### [Your task]
Transcribe each entry so that it matches the original exactly.

### [Data supplied]
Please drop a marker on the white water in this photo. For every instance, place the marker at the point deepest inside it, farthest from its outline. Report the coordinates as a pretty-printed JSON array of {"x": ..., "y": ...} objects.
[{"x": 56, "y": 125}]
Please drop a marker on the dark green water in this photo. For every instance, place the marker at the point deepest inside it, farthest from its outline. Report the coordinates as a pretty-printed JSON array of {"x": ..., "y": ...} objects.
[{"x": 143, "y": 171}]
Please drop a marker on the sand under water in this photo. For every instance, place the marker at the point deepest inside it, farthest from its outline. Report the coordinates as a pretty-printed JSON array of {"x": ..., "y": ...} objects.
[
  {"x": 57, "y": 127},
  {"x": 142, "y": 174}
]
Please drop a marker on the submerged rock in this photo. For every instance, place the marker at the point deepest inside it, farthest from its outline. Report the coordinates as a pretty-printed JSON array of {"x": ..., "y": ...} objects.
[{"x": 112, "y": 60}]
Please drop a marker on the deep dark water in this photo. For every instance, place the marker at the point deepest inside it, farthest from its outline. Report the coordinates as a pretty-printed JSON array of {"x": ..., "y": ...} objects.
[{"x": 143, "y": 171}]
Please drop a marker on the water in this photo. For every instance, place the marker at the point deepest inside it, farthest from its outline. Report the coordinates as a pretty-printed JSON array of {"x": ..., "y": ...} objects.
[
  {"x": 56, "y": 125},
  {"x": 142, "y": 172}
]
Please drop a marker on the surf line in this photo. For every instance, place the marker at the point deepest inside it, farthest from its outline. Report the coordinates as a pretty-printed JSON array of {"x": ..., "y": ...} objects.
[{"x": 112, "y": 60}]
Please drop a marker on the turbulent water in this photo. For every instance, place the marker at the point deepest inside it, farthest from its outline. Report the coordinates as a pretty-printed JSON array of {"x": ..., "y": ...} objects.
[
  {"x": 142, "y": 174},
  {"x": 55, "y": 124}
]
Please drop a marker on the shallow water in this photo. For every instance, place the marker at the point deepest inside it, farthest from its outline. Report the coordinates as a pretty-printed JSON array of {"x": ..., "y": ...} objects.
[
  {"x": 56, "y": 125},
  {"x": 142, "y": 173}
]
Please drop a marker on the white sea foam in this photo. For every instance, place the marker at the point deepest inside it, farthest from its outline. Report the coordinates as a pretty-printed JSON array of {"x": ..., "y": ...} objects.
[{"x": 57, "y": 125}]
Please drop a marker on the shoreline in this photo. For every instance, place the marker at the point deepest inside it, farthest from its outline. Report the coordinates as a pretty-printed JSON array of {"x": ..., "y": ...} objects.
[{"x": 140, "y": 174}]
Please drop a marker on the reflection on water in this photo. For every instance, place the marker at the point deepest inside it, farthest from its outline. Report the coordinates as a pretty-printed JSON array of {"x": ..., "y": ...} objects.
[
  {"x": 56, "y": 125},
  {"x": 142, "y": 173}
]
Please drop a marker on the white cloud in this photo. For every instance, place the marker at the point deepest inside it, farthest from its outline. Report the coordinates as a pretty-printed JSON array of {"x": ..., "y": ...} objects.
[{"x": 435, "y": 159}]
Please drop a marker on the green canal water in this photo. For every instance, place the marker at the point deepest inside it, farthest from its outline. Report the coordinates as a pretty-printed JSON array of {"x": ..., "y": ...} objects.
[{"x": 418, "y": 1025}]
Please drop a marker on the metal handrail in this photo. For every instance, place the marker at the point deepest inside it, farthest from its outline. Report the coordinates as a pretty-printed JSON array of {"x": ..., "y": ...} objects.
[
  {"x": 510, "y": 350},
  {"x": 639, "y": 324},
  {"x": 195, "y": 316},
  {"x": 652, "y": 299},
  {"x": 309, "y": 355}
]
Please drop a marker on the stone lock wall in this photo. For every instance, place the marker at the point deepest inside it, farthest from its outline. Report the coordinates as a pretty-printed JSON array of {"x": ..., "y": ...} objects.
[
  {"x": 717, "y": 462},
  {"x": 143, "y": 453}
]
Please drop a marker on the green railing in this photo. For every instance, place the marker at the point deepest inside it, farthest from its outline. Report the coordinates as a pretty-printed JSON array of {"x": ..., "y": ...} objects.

### [Solution to this problem]
Please drop a marker on the white water in this photo. For every instance, place the marker at the point deepest inside it, farthest from its outline. Report the coordinates as a pretty-printed JSON array of {"x": ..., "y": ...} objects.
[{"x": 56, "y": 125}]
Please drop a marker on the dark green water in this photo. For every instance, place the marker at the point deepest inside it, farthest from its outline. Report the coordinates as a pretty-printed JSON array of {"x": ..., "y": ...} objects.
[{"x": 143, "y": 171}]
Please drop a marker on the sand under water in this photo. For every instance, place the marker at the point deepest inside it, farthest from its outline. Report the coordinates as a pretty-printed JSON array of {"x": ..., "y": ...} objects.
[
  {"x": 57, "y": 127},
  {"x": 142, "y": 174}
]
Please drop a marker on the submerged rock in this photo. For every instance, place the marker at the point deepest inside it, farthest from its outline. Report the coordinates as a pretty-printed JSON array of {"x": ..., "y": ...} objects.
[{"x": 112, "y": 60}]
Please drop a marker on the deep dark water in this photo. For every instance, place the marker at the point deepest inside it, farthest from its outline. Report the coordinates as a pretty-printed JSON array of {"x": ..., "y": ...} objects.
[{"x": 143, "y": 171}]
Please drop a marker on the water in this photo. For every instance, place the marker at the point deepest inside it, farthest from its outline. Report the coordinates as a pretty-printed JSON array of {"x": ..., "y": ...} objects.
[
  {"x": 56, "y": 125},
  {"x": 142, "y": 172}
]
Please drop a marker on the surf line in this photo. For every instance, place the marker at the point deepest inside it, farthest from its outline. Report the coordinates as a pretty-printed JSON array of {"x": ..., "y": ...} objects.
[{"x": 112, "y": 60}]
Please drop a marker on the turbulent water in this photo. For every instance, place the marker at the point deepest inside it, farthest from its outline. Report the coordinates as a pretty-printed JSON array of {"x": ..., "y": ...} objects.
[
  {"x": 142, "y": 174},
  {"x": 55, "y": 124}
]
Please drop a marker on the shallow water in this photo. For every instance, place the marker at the point deepest inside it, farthest from its outline. Report the coordinates as a pretty-printed JSON array of {"x": ..., "y": ...} objects.
[
  {"x": 56, "y": 125},
  {"x": 142, "y": 173}
]
Please drop a marker on the white sea foam in this photo. For every instance, place the marker at the point deepest inside it, farthest from its outline. Report the coordinates as a pretty-printed JSON array of {"x": ..., "y": ...} objects.
[{"x": 57, "y": 125}]
Please drop a marker on the shoreline in this photo. For every instance, place the marker at the point deepest inside it, farthest from its outline. Report the coordinates as a pretty-printed JSON array of {"x": ..., "y": ...} objects.
[{"x": 140, "y": 174}]
Please drop a marker on the reflection on water in this photo. For every instance, place the marker at the point deepest inside it, farthest from its outline. Report the coordinates as a pretty-printed JSON array of {"x": ..., "y": ...} objects.
[
  {"x": 56, "y": 125},
  {"x": 142, "y": 173}
]
Please drop a marker on the white cloud in this photo. For every instance, place the marker at the point deepest inside it, farthest from its outline. Report the coordinates as a pretty-printed JSON array of {"x": ..., "y": ...} objects.
[{"x": 435, "y": 159}]
Please drop a marker on the green canal water in this photo. For every instance, place the marker at the point deepest inside it, farthest from its outline. Report the coordinates as a pretty-printed JSON array of {"x": ..., "y": ...} objects.
[{"x": 418, "y": 1025}]
Please drop a marker on the metal handrail in this photo. For every instance, place the marker at the point deepest inside it, farthest from its outline. Report the coordinates as a pretty-printed JSON array of {"x": ..., "y": ...} objects.
[
  {"x": 510, "y": 350},
  {"x": 639, "y": 324},
  {"x": 195, "y": 316},
  {"x": 652, "y": 299},
  {"x": 309, "y": 355}
]
Please drop a marker on the stone lock wall in this photo. For every instance, place the marker at the point deepest inside it, farthest from its outline. Report the coordinates as a pretty-printed JSON array of {"x": ..., "y": ...} objects.
[
  {"x": 717, "y": 462},
  {"x": 143, "y": 453}
]
Please drop a marker on the green railing in this photo. For every instance, place the marker at the point deepest inside it, farthest from its outline. Report the coordinates as a pretty-printed JSON array of {"x": ..., "y": ...} objects.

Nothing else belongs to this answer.